Document segment Block Start

It widens the understanding of how references in the new legislation should be interpreted: a "sponsor" does not need to be located in an EU member state, for instance—although they must have a legal representative in the EU. A non-EU firm can have one central legal representative in the EU for all its trials—but that representative must also accept all responsibility for civil and criminal liability arising out of trial conduct.
The investigator and the sponsor may be the same person; and the sponsor can legitimately delegate duties such as compiling documents for applications to ethics committee or competent authorities, monitoring, or pharmacovigilance reporting. And—to the relief of many academic institutions—it is still possible for industry to supply trial products for free or scientific support without necessarily jeopardizing a trial's status as noncommercial (and therefore with some significant easing of a number of GCP requirements).
On issues such as validation of an application for an ethics committee opinion or appeals against it, on how soon a multinational trial can start in each member state, or on how to handle a change of site or principal investigator, the guidance gives concrete answers. It's a refreshing (and rather unusual) approach in the EU, which more usually tends to leave everyone to sort out the real meaning of its often tortuous legislative texts.
Meanwhile, the EU's complex machinery has made the first step toward granting the first-ever conditional marketing authorization under its new rules. At the end of April, the Committee for Medicinal Products for Human Use—the top scientific committee in the European Medicines Agency—recommended granting this new type of authorization to Pfizer's Sutent (sunitinib), in two specific cancer indications.
This new type of authorization is intended to allow limited use of a promising product even before all of its trials are completed. The trials to date on Sutent have shown enough evidence of efficacy to justify its early release.

Document segment Block End
Given information Block Start

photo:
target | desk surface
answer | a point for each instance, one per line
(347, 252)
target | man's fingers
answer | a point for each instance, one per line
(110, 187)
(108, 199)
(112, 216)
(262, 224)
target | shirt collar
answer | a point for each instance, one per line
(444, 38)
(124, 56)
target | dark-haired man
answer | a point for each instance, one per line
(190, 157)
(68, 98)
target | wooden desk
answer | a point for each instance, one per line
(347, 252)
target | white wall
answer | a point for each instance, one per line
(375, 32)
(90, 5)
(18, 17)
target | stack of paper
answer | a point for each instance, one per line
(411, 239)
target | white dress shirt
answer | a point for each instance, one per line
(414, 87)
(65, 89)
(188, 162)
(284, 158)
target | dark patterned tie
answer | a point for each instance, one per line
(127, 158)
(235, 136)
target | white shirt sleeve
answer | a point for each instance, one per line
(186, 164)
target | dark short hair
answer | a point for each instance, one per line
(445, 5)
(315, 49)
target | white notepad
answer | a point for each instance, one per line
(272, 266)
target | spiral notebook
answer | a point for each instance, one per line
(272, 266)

Given information Block End

◆ Tasks ◆
1. Print the stretch of the passage on EU clinical trial rules from "It widens the" through "of trial conduct.", copying it word for word.
2. Decide whether each statement agrees with the passage on EU clinical trial rules, answering yes or no and quoting the deciding words: (a) A trial sponsor must be located in an EU member state. (b) The investigator and the sponsor of a trial may be the same person. (c) The committee recommended the new authorization for Sutent in three cancer indications.
3. Finish out the next part of the passage on EU clinical trial rules, continuing after its last sentence.

◆ Responses by task ◆
1.
It widens the understanding of how references in the new legislation should be interpreted: a "sponsor" does not need to be located in an EU member state, for instance—although they must have a legal representative in the EU. A non-EU firm can have one central legal representative in the EU for all its trials—but that representative must also accept all responsibility for civil and criminal liability arising out of trial conduct.

2.
(a) No: "a "sponsor" does not need to be located in an EU member state"
(b) Yes: "The investigator and the sponsor may be the same person"
(c) No: "in two specific cancer indications"

3.
The benefits in patients with unresectable and/or metastatic malignant gastrointestinal stromal tumor are based on a double-blind, placebo-controlled randomized trial, which showed an increased time to progression and overall survival compared to placebo in patients who were not candidates for treatment due to resistance or intolerance.
The benefits in patients with metastatic renal cell carcinoma are based on the objective response rate observed in two single-arm, open-label trials in patients after failure of cytokine-based therapy. Adverse events included fatigue, hypertension, neutropenia, gastrointestinal disorders, and increased lipase.
The agency's experts judged that comprehensive clinical data about the efficacy of Sutent had not been provided, but that there is nonetheless a favorable benefit-to-risk balance sufficient to justify a conditional authorization.
The precise conditions for the use of this product will be spelled out, and the sponsor's obligations will be reviewed annually by the agency.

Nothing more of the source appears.